[start]

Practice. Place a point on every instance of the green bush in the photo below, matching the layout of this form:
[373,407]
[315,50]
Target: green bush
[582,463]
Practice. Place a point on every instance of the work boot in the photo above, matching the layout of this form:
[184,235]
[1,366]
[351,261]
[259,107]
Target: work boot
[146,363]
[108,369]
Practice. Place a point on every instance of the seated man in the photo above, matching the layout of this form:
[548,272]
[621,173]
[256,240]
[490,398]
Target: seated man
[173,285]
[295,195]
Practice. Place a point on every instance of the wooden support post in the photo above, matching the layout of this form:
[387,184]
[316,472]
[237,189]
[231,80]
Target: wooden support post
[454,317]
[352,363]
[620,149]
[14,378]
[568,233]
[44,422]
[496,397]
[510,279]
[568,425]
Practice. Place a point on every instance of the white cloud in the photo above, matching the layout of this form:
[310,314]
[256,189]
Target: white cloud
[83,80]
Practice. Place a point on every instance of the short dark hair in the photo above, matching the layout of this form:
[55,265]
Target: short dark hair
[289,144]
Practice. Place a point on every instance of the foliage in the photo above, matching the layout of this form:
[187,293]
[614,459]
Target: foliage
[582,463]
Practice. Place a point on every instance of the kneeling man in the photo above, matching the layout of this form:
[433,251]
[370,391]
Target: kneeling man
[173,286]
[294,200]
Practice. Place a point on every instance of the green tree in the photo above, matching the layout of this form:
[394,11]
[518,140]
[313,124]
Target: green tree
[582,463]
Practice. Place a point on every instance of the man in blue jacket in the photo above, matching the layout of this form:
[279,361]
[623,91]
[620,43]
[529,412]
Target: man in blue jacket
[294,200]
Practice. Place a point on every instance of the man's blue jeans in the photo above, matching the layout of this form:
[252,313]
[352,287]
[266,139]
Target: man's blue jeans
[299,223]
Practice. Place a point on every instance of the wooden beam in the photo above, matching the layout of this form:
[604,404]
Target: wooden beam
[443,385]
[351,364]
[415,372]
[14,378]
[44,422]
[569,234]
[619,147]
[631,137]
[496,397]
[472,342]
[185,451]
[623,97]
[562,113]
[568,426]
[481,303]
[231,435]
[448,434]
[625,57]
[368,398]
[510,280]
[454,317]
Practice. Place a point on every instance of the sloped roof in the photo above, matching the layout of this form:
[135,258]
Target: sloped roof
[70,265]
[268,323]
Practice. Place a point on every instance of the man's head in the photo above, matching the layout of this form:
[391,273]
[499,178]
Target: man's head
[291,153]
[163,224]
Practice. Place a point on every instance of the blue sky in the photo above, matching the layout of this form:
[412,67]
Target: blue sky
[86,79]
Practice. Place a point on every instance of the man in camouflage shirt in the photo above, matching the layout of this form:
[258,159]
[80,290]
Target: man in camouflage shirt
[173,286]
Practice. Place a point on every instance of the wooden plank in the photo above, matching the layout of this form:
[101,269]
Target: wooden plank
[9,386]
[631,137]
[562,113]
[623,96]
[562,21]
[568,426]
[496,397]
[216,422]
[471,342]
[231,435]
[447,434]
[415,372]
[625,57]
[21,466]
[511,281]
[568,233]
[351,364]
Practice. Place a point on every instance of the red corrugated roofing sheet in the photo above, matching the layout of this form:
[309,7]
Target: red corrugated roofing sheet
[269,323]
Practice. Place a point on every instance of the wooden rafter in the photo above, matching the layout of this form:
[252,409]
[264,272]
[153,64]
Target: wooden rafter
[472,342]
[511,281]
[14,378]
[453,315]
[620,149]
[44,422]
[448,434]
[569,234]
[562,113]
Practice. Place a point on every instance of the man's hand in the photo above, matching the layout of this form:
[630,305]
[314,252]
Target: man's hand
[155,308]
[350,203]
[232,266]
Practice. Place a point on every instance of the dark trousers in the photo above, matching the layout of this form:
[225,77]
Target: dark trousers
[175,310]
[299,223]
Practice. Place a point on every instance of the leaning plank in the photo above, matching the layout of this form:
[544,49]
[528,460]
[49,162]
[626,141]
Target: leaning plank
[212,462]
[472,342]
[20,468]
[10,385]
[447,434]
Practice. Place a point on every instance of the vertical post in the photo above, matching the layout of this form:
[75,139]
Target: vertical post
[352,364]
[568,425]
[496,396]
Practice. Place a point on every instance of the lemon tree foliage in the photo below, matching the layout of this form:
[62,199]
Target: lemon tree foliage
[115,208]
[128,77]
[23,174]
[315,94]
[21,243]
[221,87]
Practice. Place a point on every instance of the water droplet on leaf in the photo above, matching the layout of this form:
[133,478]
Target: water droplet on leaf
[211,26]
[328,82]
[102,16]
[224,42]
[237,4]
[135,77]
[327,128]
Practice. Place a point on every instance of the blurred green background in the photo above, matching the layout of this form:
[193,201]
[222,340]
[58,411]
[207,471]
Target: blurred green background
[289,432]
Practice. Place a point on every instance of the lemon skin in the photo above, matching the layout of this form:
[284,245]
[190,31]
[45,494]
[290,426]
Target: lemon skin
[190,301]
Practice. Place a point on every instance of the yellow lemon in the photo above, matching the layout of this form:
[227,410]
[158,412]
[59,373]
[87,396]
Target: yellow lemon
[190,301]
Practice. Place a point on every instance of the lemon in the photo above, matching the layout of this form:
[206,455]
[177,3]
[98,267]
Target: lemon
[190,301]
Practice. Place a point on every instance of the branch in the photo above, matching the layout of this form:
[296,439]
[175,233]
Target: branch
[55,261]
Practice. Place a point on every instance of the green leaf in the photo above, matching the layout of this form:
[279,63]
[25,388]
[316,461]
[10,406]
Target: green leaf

[end]

Recast all of the material above as a Markdown table with two columns, Row and Line. Number each row and leave out blank lines.

* [SOLUTION TO THE EXERCISE]:
| Row | Line |
|---|---|
| 1 | Practice. Place a point on every instance of the green bush in the photo below, matching the layout of this form: |
| 2 | [373,407] |
| 3 | [315,50] |
| 4 | Target: green bush |
| 5 | [582,463] |
| 6 | Practice. Place a point on every instance of the work boot in the photo above, matching the layout of this form: |
| 7 | [184,235] |
| 8 | [1,366] |
| 9 | [351,261] |
| 10 | [259,107] |
| 11 | Target: work boot |
| 12 | [146,363] |
| 13 | [108,369] |
| 14 | Practice. Place a point on every instance of the seated man in the photo above, matching the layout of this form: |
| 15 | [548,272] |
| 16 | [621,173] |
| 17 | [256,240] |
| 18 | [490,398] |
| 19 | Target: seated man |
| 20 | [173,285] |
| 21 | [295,195] |
| 22 | Practice. Place a point on every instance of the wooden support post in the photo above, matching the layout of this form: |
| 23 | [387,184] |
| 24 | [316,472] |
| 25 | [237,189] |
| 26 | [231,80] |
| 27 | Target: wooden support post |
| 28 | [454,317] |
| 29 | [352,363] |
| 30 | [620,149] |
| 31 | [14,378] |
| 32 | [568,233] |
| 33 | [44,422] |
| 34 | [496,397] |
| 35 | [510,279] |
| 36 | [568,425] |
| 37 | Practice. Place a point on every instance of the white cloud in the photo above, matching the layout of this form: |
| 38 | [310,314] |
| 39 | [256,189] |
| 40 | Target: white cloud |
| 41 | [83,80] |
| 42 | Practice. Place a point on every instance of the short dark hair in the photo above, matching the layout of this form: |
| 43 | [55,265] |
| 44 | Target: short dark hair |
| 45 | [289,144] |
| 46 | Practice. Place a point on every instance of the foliage in the photo above, matching the layout of this form: |
| 47 | [187,293] |
| 48 | [614,459] |
| 49 | Target: foliage |
| 50 | [582,463] |
| 51 | Practice. Place a point on every instance of the kneeling man in the photo above, matching the layout of this form: |
| 52 | [433,251] |
| 53 | [370,391] |
| 54 | Target: kneeling man |
| 55 | [173,286] |
| 56 | [294,200] |
| 57 | Practice. Place a point on every instance of the green tree in the photo above, matching the layout of this form: |
| 58 | [394,11] |
| 59 | [518,140] |
| 60 | [313,124] |
| 61 | Target: green tree |
| 62 | [582,463] |
| 63 | Practice. Place a point on every instance of the man in blue jacket in the photo above, matching the layout of this form: |
| 64 | [279,361] |
| 65 | [623,91] |
| 66 | [620,43] |
| 67 | [529,412] |
| 68 | Target: man in blue jacket |
| 69 | [294,200] |
| 70 | Practice. Place a point on every instance of the man's blue jeans in the photo above, matching the layout of this form: |
| 71 | [252,313] |
| 72 | [352,287] |
| 73 | [266,139] |
| 74 | Target: man's blue jeans |
| 75 | [299,223] |
| 76 | Practice. Place a point on every instance of the wooden beam in the photo above, matching the layout of this form: |
| 77 | [604,404] |
| 78 | Target: wooden beam |
| 79 | [443,385] |
| 80 | [351,364] |
| 81 | [415,372] |
| 82 | [14,378] |
| 83 | [44,422] |
| 84 | [569,234] |
| 85 | [619,147] |
| 86 | [631,137] |
| 87 | [496,397] |
| 88 | [472,342] |
| 89 | [185,451] |
| 90 | [623,97] |
| 91 | [562,113] |
| 92 | [568,426] |
| 93 | [481,303] |
| 94 | [231,435] |
| 95 | [448,434] |
| 96 | [625,57] |
| 97 | [368,398] |
| 98 | [510,280] |
| 99 | [454,317] |
| 100 | Practice. Place a point on every instance of the sloped roof in the photo above, matching the layout of this form: |
| 101 | [135,258] |
| 102 | Target: sloped roof |
| 103 | [70,265] |
| 104 | [268,323] |
| 105 | Practice. Place a point on every instance of the man's head in the photo above, matching the layout of this form: |
| 106 | [391,273] |
| 107 | [499,178] |
| 108 | Target: man's head |
| 109 | [291,153] |
| 110 | [163,224] |
| 111 | Practice. Place a point on every instance of the blue sky in the photo above, matching the layout of this form: |
| 112 | [412,67] |
| 113 | Target: blue sky |
| 114 | [86,79] |
| 115 | Practice. Place a point on every instance of the man in camouflage shirt in the photo above, matching the layout of this form: |
| 116 | [258,159] |
| 117 | [80,290] |
| 118 | Target: man in camouflage shirt |
| 119 | [173,286] |
| 120 | Practice. Place a point on every instance of the wooden plank in the photo above, matching the layout of this form: |
| 121 | [101,269] |
| 122 | Target: wooden plank |
| 123 | [9,386] |
| 124 | [631,137] |
| 125 | [562,113] |
| 126 | [623,96] |
| 127 | [562,21] |
| 128 | [568,426] |
| 129 | [496,397] |
| 130 | [216,422] |
| 131 | [471,342] |
| 132 | [231,435] |
| 133 | [447,434] |
| 134 | [415,372] |
| 135 | [625,57] |
| 136 | [21,466] |
| 137 | [511,281] |
| 138 | [568,233] |
| 139 | [351,364] |
| 140 | Practice. Place a point on every instance of the red corrugated roofing sheet in the photo above, matching the layout of this form: |
| 141 | [309,7] |
| 142 | Target: red corrugated roofing sheet |
| 143 | [269,323] |
| 144 | Practice. Place a point on every instance of the wooden rafter in the photo above, matching the layout of this form: |
| 145 | [252,409] |
| 146 | [264,272] |
| 147 | [153,64] |
| 148 | Target: wooden rafter |
| 149 | [472,342] |
| 150 | [511,281] |
| 151 | [14,378] |
| 152 | [453,315] |
| 153 | [620,149] |
| 154 | [44,422] |
| 155 | [448,434] |
| 156 | [569,234] |
| 157 | [562,113] |
| 158 | Practice. Place a point on every instance of the man's hand in the photo above, matching the layout of this form: |
| 159 | [630,305] |
| 160 | [314,252] |
| 161 | Target: man's hand |
| 162 | [155,308] |
| 163 | [350,203] |
| 164 | [232,266] |
| 165 | Practice. Place a point on every instance of the dark trousers in the photo above, matching the layout of this form: |
| 166 | [225,77] |
| 167 | Target: dark trousers |
| 168 | [175,310] |
| 169 | [299,223] |
| 170 | Practice. Place a point on every instance of the leaning plank in the photo above, matching the layout of this form: |
| 171 | [544,49] |
| 172 | [528,460] |
| 173 | [49,162] |
| 174 | [626,141] |
| 175 | Target: leaning plank |
| 176 | [212,462] |
| 177 | [472,342] |
| 178 | [20,468] |
| 179 | [10,385] |
| 180 | [447,434] |
| 181 | Practice. Place a point on every instance of the vertical post in the photo above, matching the layout of this form: |
| 182 | [75,139] |
| 183 | Target: vertical post |
| 184 | [352,364] |
| 185 | [568,425] |
| 186 | [496,396] |
| 187 | Practice. Place a point on every instance of the lemon tree foliage in the photo below, matching the layout of this form: |
| 188 | [62,199] |
| 189 | Target: lemon tree foliage |
| 190 | [115,208] |
| 191 | [128,77] |
| 192 | [23,174] |
| 193 | [315,94] |
| 194 | [21,243] |
| 195 | [221,87] |
| 196 | Practice. Place a point on every instance of the water droplet on leaf in the photo above, matching the layout of this form: |
| 197 | [133,478] |
| 198 | Target: water droplet on leaf |
| 199 | [211,26] |
| 200 | [328,82] |
| 201 | [102,16] |
| 202 | [224,42] |
| 203 | [237,4] |
| 204 | [135,77] |
| 205 | [327,128] |
| 206 | Practice. Place a point on every instance of the blurred green background in the photo above, matching the layout of this form: |
| 207 | [193,201] |
| 208 | [222,340] |
| 209 | [58,411] |
| 210 | [207,471] |
| 211 | Target: blurred green background |
| 212 | [289,432] |
| 213 | Practice. Place a point on every instance of the lemon skin in the photo above, matching the layout of this form: |
| 214 | [284,245] |
| 215 | [190,31] |
| 216 | [45,494] |
| 217 | [290,426] |
| 218 | Target: lemon skin |
| 219 | [190,301] |
| 220 | Practice. Place a point on every instance of the yellow lemon in the photo above, matching the layout of this form: |
| 221 | [227,410] |
| 222 | [158,412] |
| 223 | [59,373] |
| 224 | [87,396] |
| 225 | Target: yellow lemon |
| 226 | [190,301] |
| 227 | Practice. Place a point on every instance of the lemon in the photo above, matching the layout of this form: |
| 228 | [206,455] |
| 229 | [177,3] |
| 230 | [98,267] |
| 231 | Target: lemon |
| 232 | [190,301] |
| 233 | Practice. Place a point on every instance of the branch in the photo above, matching the layout of this form: |
| 234 | [296,439] |
| 235 | [175,233] |
| 236 | Target: branch |
| 237 | [55,261] |
| 238 | Practice. Place a point on every instance of the green leaf in the photo above, matching the layout of this form: |
| 239 | [279,63] |
| 240 | [25,388] |
| 241 | [316,461] |
| 242 | [10,406] |
| 243 | Target: green leaf |